→ Exercise material
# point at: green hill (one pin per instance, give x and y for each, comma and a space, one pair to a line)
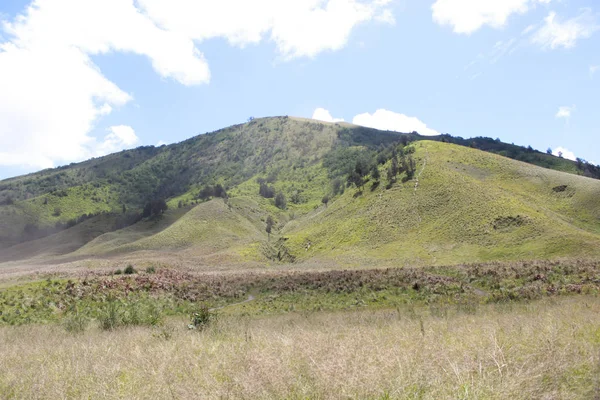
445, 203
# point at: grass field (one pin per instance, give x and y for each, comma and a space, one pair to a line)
547, 349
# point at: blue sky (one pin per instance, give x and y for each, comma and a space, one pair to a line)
85, 78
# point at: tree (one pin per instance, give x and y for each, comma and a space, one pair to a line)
280, 201
206, 192
337, 186
159, 206
269, 227
355, 179
154, 207
391, 176
266, 191
375, 172
219, 191
410, 167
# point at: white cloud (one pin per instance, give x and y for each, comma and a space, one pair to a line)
565, 112
324, 115
53, 94
554, 33
468, 16
565, 153
301, 28
391, 121
120, 137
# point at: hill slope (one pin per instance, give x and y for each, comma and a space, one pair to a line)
465, 206
458, 203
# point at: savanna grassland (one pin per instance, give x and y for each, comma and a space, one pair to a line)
287, 258
543, 349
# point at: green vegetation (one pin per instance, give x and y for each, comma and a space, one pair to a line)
288, 157
145, 298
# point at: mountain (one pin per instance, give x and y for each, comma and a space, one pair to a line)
437, 200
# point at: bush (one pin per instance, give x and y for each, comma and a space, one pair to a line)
76, 321
280, 201
137, 312
202, 318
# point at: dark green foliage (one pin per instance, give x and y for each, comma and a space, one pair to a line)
206, 192
202, 318
76, 321
375, 172
344, 160
269, 226
154, 207
409, 166
280, 201
525, 154
266, 191
117, 313
337, 186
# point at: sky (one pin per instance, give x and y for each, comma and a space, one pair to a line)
84, 78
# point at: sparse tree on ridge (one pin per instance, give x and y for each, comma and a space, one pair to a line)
269, 227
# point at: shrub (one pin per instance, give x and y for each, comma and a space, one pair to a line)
110, 316
202, 318
137, 312
75, 321
280, 201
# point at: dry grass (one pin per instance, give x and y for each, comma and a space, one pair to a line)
542, 350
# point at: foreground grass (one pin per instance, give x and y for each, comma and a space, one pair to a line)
144, 297
544, 349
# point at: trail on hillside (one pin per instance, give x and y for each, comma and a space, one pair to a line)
422, 169
416, 208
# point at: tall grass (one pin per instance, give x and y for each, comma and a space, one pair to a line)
548, 349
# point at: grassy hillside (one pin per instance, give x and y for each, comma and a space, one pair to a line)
463, 205
458, 203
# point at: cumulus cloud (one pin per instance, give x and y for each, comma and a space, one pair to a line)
119, 137
565, 153
301, 28
53, 94
468, 16
324, 115
565, 112
555, 33
391, 121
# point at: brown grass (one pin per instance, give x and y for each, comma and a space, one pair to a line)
547, 349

→ Work to complete
Copy each of the entries above precisely, and drop whatever pictures they hold.

→ Response to this task
# point at: green hill (one pin per instance, give x and y for each, comma and a space, one pair to a line)
445, 203
# point at: grass field (one pin per instance, give x and y for each, comma and a space, one pair to a line)
547, 349
# point at: blue sky (one pin per instance, give x and y for each, comma and a space, one pair to a line)
85, 78
# point at: tree (one pin per instance, give x and y for each, comma and a space, one pair to a line)
280, 201
206, 192
337, 186
159, 206
269, 227
355, 179
154, 207
391, 176
266, 191
375, 172
219, 191
410, 167
# point at: white cloud (one pin per instance, give x and y for each, comma and a space, one pair to a line)
565, 112
324, 115
53, 94
554, 33
468, 16
565, 153
301, 28
391, 121
120, 137
# point at: hill slope (one pin per instance, give x and y for each, comma and a space, one pair to a line)
465, 206
458, 203
# point at: savanna grassland (one pin per instance, give x and y for each, comma and a space, one pair to a line)
287, 258
543, 349
# point at: green vegetation (one pin per instance, give x and y for each, comma and a space, one pair to a line)
288, 157
145, 298
# point at: mountain (one pin per instance, give x and y for each, comma and a space, one pair to a line)
437, 200
# point at: bush (one pin per instance, give x and y for each, comma and a space, one pair to a line)
76, 321
280, 201
137, 312
202, 318
# point at: dark green foliage (one pin per instance, give x and y for each, comma and a space, one pair to a line)
206, 192
202, 318
76, 321
375, 172
344, 160
269, 226
154, 207
409, 166
280, 201
525, 154
266, 191
117, 313
337, 186
# point at: sky (one pin per instance, give x and y for each, comma and a space, one pair to a line)
84, 78
# point at: sparse tree on ridge (one pin per instance, give x and y for each, comma and a space, one pair to a line)
269, 227
# point at: shrub (one pin per instance, give x and y for each, comma and a space, one pair to a line)
110, 316
202, 318
137, 312
75, 321
280, 201
# point at: dry grass (one pin per instance, give x and y for each, comma and a space, one pair to a line)
542, 350
# point at: foreground grass (one pin per instance, give x and y for each, comma and a space, one pair to a line)
144, 297
544, 349
# point at: trail on hillside (one pin per instance, give x and y for each, comma and a space, one pair to a line)
422, 169
416, 208
# point at: tall grass (one pin per instance, give x and y for each, comma and a space, one pair to a line)
548, 349
# point at: grassy hillside (one pin per instance, give x and y for each, comma and a space, one pair to a line)
463, 205
458, 203
# point at: cumulus cloud (one pin per instance, give x and y for each, comma and a space, one pair to a line)
119, 137
565, 153
301, 28
53, 94
468, 16
324, 115
565, 112
555, 33
391, 121
# point at: brown grass (one pin per instance, give x and y for each, comma and a space, one pair to a line)
547, 349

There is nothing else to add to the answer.